##### Text segment #####

If it wasn't an LLM that found the professor's mistake then the point I think yo...

wood_spirit · 2025-01-10T03:58:12 1736481492

My point was more meta - the experts don’t have a fixed opinion on the translations of rare ancient texts in the first place, ergo there is nothing to train the llma on.

YeGoblynQueenne · 2025-01-11T12:29:35 1736598575

Thanks for clarifying. But note that the same applies to modern translations. There is no agreement between experts (translators) what it means for a translation to be "good" or "bad", or anything in between.

So the done thing in translation is to choose some existing translation as a "gold standard" and use that one, without any assumptions of how good or bad it is. Sometimes there's an attempt to rate translations by polling humans but that can not be easily done at scale and certainly not at web-scale, as in LLMs (the modern de facto standard for automatic translation as far as I can tell; I haven't been watching the field closely lately).

The same logic is applied to metrics like BLEU and ROUGE scores, used to measure the goodness of a translation. The general idea is that you choose a translation to be the "gold standard" and then compare the n-grams in the gold standard, and the automatic translation, for overlap.

It's a very crude and imperfect measure and it's one reason why, in practice, we have no idea how good automatic translations are especially now that automatic translation systems are deployed and working every day with millions of input and output texts that nobody can reasonably be expected to evaluate.

In any case just because there's no fixed opinion on what is a good translation, doesn't mean an LLM can't be used to produce one. It probably will. Assuming I understand your point better now, I agree that this is going to cause trouble down the line.

#####

Explore the material:
1. Write out everything in the translation thread from "The same logic" down to "down the line.", changing "crude" to "rough".
2. Please state what BLEU and ROUGE scores compare between the gold standard and the automatic translation, according to the translation thread.
These items have no connection to the translation thread.

##### Data listing #####

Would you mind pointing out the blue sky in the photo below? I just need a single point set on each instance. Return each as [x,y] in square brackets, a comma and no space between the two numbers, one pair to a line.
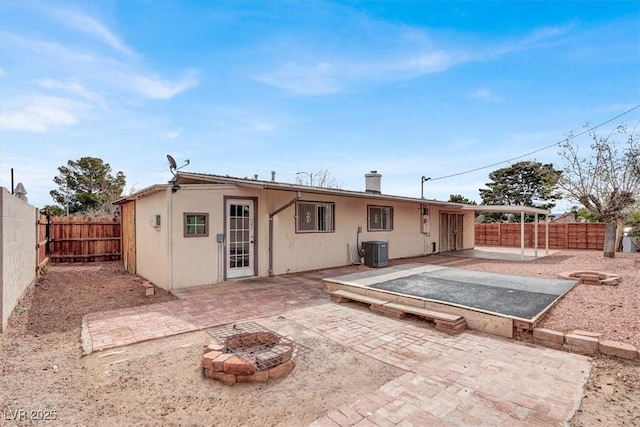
[408,89]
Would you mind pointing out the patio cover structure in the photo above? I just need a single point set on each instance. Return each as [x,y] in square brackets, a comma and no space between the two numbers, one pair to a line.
[522,210]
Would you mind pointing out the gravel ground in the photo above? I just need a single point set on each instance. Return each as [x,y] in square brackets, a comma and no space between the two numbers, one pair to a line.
[41,367]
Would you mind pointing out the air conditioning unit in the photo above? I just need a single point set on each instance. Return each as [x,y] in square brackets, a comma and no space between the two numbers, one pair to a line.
[154,221]
[376,253]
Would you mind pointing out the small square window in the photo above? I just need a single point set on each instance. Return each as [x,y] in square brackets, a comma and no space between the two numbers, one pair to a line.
[314,217]
[379,218]
[196,224]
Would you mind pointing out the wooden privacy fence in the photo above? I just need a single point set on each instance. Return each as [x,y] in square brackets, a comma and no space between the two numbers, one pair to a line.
[82,239]
[561,235]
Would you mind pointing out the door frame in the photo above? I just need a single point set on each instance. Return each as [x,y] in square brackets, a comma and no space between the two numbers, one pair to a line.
[451,231]
[226,201]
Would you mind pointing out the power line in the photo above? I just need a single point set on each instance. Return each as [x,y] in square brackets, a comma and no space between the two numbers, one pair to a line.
[540,149]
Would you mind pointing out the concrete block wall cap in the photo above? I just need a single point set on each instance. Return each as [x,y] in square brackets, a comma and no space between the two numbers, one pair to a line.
[548,336]
[619,349]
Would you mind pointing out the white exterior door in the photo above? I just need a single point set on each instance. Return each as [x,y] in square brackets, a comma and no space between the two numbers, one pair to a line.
[240,238]
[451,232]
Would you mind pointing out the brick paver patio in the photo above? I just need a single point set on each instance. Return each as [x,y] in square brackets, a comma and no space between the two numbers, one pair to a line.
[467,379]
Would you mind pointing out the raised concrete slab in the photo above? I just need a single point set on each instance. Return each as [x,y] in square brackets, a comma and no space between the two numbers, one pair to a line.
[519,297]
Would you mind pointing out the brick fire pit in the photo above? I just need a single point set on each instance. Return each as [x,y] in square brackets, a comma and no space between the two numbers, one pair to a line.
[247,352]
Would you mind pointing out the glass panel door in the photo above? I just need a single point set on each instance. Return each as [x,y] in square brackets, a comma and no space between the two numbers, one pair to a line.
[240,238]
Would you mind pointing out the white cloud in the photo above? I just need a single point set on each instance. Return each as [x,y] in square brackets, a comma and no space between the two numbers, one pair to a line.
[485,94]
[94,28]
[402,53]
[313,79]
[72,88]
[158,88]
[40,113]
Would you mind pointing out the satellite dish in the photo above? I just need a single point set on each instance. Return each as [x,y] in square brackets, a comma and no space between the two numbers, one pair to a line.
[172,162]
[173,167]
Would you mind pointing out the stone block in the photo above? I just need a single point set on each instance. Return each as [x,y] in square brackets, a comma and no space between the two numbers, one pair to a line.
[281,370]
[237,366]
[208,358]
[548,337]
[227,379]
[618,349]
[218,362]
[387,311]
[581,344]
[585,333]
[215,346]
[257,377]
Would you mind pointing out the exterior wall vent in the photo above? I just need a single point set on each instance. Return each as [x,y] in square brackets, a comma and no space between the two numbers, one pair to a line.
[372,182]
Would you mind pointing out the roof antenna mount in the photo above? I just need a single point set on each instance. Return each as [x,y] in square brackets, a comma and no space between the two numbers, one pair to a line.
[173,167]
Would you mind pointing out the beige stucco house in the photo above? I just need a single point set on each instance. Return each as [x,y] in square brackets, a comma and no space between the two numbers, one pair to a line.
[202,229]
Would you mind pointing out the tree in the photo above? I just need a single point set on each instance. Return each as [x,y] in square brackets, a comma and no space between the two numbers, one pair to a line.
[607,181]
[87,186]
[322,178]
[526,183]
[53,210]
[458,198]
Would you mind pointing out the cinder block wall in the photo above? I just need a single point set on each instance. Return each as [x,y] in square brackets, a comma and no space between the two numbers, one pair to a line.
[18,251]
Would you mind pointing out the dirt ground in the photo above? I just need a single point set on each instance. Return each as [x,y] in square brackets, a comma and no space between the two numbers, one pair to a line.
[42,369]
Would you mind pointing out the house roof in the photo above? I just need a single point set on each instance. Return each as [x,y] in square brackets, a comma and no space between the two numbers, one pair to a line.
[199,178]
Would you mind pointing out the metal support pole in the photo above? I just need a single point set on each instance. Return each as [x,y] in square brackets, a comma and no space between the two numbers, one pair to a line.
[424,179]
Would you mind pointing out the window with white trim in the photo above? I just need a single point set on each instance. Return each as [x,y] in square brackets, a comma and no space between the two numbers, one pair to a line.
[379,218]
[196,224]
[314,217]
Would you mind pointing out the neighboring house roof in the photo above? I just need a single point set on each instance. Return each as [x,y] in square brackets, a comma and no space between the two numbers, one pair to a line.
[505,209]
[186,178]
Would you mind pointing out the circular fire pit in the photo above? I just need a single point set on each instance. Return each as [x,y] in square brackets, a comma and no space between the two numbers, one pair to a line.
[247,356]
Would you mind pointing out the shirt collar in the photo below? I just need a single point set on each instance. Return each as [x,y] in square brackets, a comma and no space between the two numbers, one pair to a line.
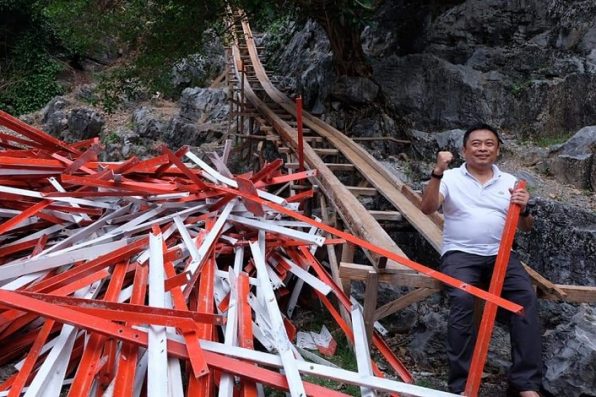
[496,172]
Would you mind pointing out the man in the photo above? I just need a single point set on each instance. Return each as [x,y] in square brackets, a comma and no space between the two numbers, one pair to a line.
[475,198]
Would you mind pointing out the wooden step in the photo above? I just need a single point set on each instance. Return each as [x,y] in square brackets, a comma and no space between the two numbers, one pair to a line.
[362,191]
[331,166]
[387,215]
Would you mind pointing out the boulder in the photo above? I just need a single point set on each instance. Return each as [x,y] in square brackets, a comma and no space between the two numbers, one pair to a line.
[570,366]
[147,124]
[355,90]
[307,59]
[562,244]
[201,104]
[573,162]
[83,124]
[425,146]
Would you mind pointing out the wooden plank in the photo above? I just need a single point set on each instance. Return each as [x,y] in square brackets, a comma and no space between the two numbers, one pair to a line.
[387,215]
[370,303]
[331,166]
[356,272]
[354,215]
[575,293]
[381,138]
[362,191]
[545,285]
[403,302]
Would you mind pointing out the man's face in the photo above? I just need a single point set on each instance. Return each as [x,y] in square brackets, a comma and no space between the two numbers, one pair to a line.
[481,149]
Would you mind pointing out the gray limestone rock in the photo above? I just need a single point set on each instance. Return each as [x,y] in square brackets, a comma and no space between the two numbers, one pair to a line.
[355,90]
[197,69]
[83,124]
[147,124]
[573,162]
[426,145]
[571,362]
[201,104]
[55,116]
[562,244]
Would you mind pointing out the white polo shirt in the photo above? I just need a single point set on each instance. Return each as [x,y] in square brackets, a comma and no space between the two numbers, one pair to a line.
[474,213]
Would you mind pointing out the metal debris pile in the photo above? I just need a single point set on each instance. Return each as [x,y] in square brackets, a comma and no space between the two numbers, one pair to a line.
[162,277]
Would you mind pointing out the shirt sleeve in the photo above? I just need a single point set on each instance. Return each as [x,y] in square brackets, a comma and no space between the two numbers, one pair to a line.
[443,188]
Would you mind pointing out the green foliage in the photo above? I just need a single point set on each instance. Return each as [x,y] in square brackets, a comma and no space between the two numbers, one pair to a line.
[117,87]
[518,88]
[112,137]
[546,141]
[29,80]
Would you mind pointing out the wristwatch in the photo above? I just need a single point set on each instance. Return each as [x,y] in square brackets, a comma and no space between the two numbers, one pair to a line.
[433,175]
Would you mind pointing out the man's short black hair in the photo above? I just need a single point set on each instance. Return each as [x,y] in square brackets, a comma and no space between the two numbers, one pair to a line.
[481,126]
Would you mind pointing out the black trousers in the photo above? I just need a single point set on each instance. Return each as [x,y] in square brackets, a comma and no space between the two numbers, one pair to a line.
[526,369]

#####

Answers to each task:
1.
The same logic is applied to metrics like BLEU and ROUGE scores, used to measure the goodness of a translation. The general idea is that you choose a translation to be the "gold standard" and then compare the n-grams in the gold standard, and the automatic translation, for overlap.

It's a very rough and imperfect measure and it's one reason why, in practice, we have no idea how good automatic translations are especially now that automatic translation systems are deployed and working every day with millions of input and output texts that nobody can reasonably be expected to evaluate.

In any case just because there's no fixed opinion on what is a good translation, doesn't mean an LLM can't be used to produce one. It probably will. Assuming I understand your point better now, I agree that this is going to cause trouble down the line.

2. They compare the n-grams in the two for overlap.